- **PASSAGE SHOWN**
====================

Streamline Python Model Deployment and Integration with IBM Db2

Posted By: Shaikh Quader Technical Content,

 

A cartoon of a truck with a container on a ropeDescription automatically generated

 


Are you looking for a simple solution to deploy your Python machine learning model and integrate it with other applications? IBM Db2 can help you with that. You can easily deploy your trained Python model on a secure Db2 server using a Python user-defined function. This allows you to generate predictions effortlessly with SQL queries. By deploying Python models on Db2, you can avoid moving extensive data, reduce security risks, and simplify application development. You can make predictions directly inside Db2 using simple SQL queries. In this tutorial, I will guide you through the process of building a Python model using data from a Db2 database and deploying it on the Db2 server. Finally, I will show how to write SQL queries to generate predictions from this model using Db2 data. You can adapt this tutorial to your own AI use cases.

(The code for this tutorial is available from this GitHub link. )

 

The Problem and Db2's Solution

To build furniture, raw wood cut from a tree is not enough. You need machinery to cut the wood into fine pieces with specific measurements. Similarly, raw data stored in a relational database management system is not very useful on its own. You need to process it with machinery to convert it into insights. Python is a powerful tool for transforming raw data into refined features and building intelligent AI models. Typically, data from a relational store is duplicated onto Python platforms for processing and model creation. However, this transfer of data between systems during training and inference can create complexities and raise concerns about cost, latency, security, and data processing logic. IBM Db2 offers a simpler solution for developing and deploying Python models with data stored in a Db2 database. It provides tools for easy data retrieval from Db2 to Python. After training a Python model, users can conveniently deploy it on the database using a Python user-defined function.

====================

- **GIVEN EXERCISE A**
In the Db2 deployment post, rewrite the part from "Are you looking" up to and including "AI use cases.", replacing "SQL queries" with "SQL statements".
- **GIVEN EXERCISE B**
For each statement, answer yes or no based on the Db2 deployment post, and quote the words that decide it. (i) A trained Python model can be deployed on a Db2 server through a Python user-defined function. (ii) Raw data stored in a relational database management system is very useful on its own. (iii) Data from a relational store is typically duplicated onto Python platforms for processing and model creation.
The listing after this point comes from a different source than the Db2 deployment post.

- **INFORMATION PROVIDED**
====================

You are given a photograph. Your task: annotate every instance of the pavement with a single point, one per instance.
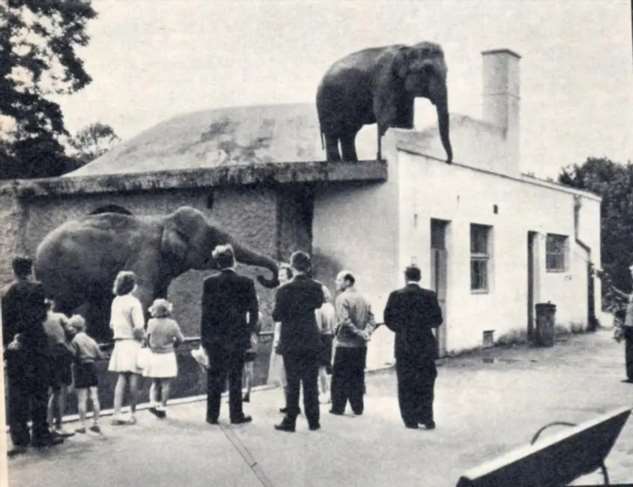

====================

- **WRITTEN REPLY A**
Are you looking for a simple solution to deploy your Python machine learning model and integrate it with other applications? IBM Db2 can help you with that. You can easily deploy your trained Python model on a secure Db2 server using a Python user-defined function. This allows you to generate predictions effortlessly with SQL statements. By deploying Python models on Db2, you can avoid moving extensive data, reduce security risks, and simplify application development. You can make predictions directly inside Db2 using simple SQL statements. In this tutorial, I will guide you through the process of building a Python model using data from a Db2 database and deploying it on the Db2 server. Finally, I will show how to write SQL statements to generate predictions from this model using Db2 data. You can adapt this tutorial to your own AI use cases.

- **WRITTEN REPLY B**
(i) Yes: "You can easily deploy your trained Python model on a secure Db2 server using a Python user-defined function."
(ii) No: "raw data stored in a relational database management system is not very useful on its own."
(iii) Yes: "Typically, data from a relational store is duplicated onto Python platforms for processing and model creation."